- Alıştırma 1: Seçilen alıntıdaki bir bölümü harfi harfine aktarın. "Tarih boyunca kendisine" sözcüklerinin geçtiği yerden başlayın ve "1985, sh. 23)" sözcüklerinden sonra bitirin.
- Alıştırma 2: Seçilen alıntıya göre Kızılderili katliamı hangi yıla kadar sürdü?

- Seçilen alıntı:
——————————

İNGİLTERE: "İngiltere, 1788-1938 tarihleri arasında sömürgeleştirmek amacıyla gittiği Avustralya’da yerleşik yerli halk Aborjinleri sistematik olarak yok etti. İngilizlerin aralarına salgın hastalık yaydığı, bununla da yetinmeyip yemeklerine zehir katarak yok etmeye çalıştığı 750 bin Avustralya yerlisinden geriye sadece 31 bin kişi sağ kalabildi."
RUSYA: "Lenin, 1917-1920 yılları arasında 30 bin muhalifini infaz ettirdi. 1944 yılında Rusya, Çeçen, İnguş, Karaçay-Malkarlar ile Kırım Türklerini trenlere bindirerek Sibirya ve Kazakistan’a sürgün etti. Bu sürgünde 500 bini aşkın Müslüman Türk yollarda öldü. Rusya'nın Çeçenistan’a yaptığı saldırılarda da 200 binin üzerinde sivil katledildi."
AMERİKA:
"Amerika, soykırımlara Kızılderilileri katletmekle başladı. Amerikalılar ve İngilizler Almanların savaşı kaybetmelerinin ardından, Dresden kentine sığınan Alman göçmenlerin üzerine 3 gün süreyle havadan bomba yağdırdı. Saldırılarda çocuk ve kadınların oluşturduğu 200 bin kişi öldü. Amerika’nın Japonya’nın Hiroşima ve Nagazaki kentlerine attığı atom bombaları sonucu 135 bin kişi öldü. ABD’nin Vietnam’ı işgali ise 70 bin kişinin ölümüyle sonuçlandı. ABD son olarak Felluce’de 1500 sivili öldürdü. İngiliz Tıp Dergisi Lancet'in yaptığı araştırmaya göre Irak'ta ABD işgali dolayısıyla ölen sivillerin toplam sayısı 655 bine ulaştı." (HaberX)
Tarih boyunca kendisine ait olmayan coğrafyalar üzerinde sayısız savaş ve çatışmanın mimarı olan ABD, kendi kanlı tarihini ve soykırımlarını unutmuş gibi görünüyor. Ama tarih unutmuyor. Bu kanlı tarihin sayfalarını açtığımızda, karşımıza ilk olarak Kızılderili katliamı çıkıyor. Kristof Kolomb'un 1492 tarihindeki keşfinden hemen sonra başlayan Kızılderili katliamı, yerli halkın tabi tutulduğu soykırımın adıdır. O tarihten 1886 yılına kadar süren katliamda, 70.000.000 Kızılderili ortadan kaldırıldı. Resmi makamlar, her Kızılderili kellesi için 5 dolar ödemişti (M. Hilmi Gül, Afrika-Batı ve İslam, İslam, Nisan 1985, sh. 23)

——————————

- Kayıtlı bilgiler:
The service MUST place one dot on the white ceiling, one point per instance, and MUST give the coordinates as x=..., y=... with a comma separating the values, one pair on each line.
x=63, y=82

——————————

- Doğru çıktı 1:
Tarih boyunca kendisine ait olmayan coğrafyalar üzerinde sayısız savaş ve çatışmanın mimarı olan ABD, kendi kanlı tarihini ve soykırımlarını unutmuş gibi görünüyor. Ama tarih unutmuyor. Bu kanlı tarihin sayfalarını açtığımızda, karşımıza ilk olarak Kızılderili katliamı çıkıyor. Kristof Kolomb'un 1492 tarihindeki keşfinden hemen sonra başlayan Kızılderili katliamı, yerli halkın tabi tutulduğu soykırımın adıdır. O tarihten 1886 yılına kadar süren katliamda, 70.000.000 Kızılderili ortadan kaldırıldı. Resmi makamlar, her Kızılderili kellesi için 5 dolar ödemişti (M. Hilmi Gül, Afrika-Batı ve İslam, İslam, Nisan 1985, sh. 23)

- Doğru çıktı 2: 1886 yılına kadar sürdü.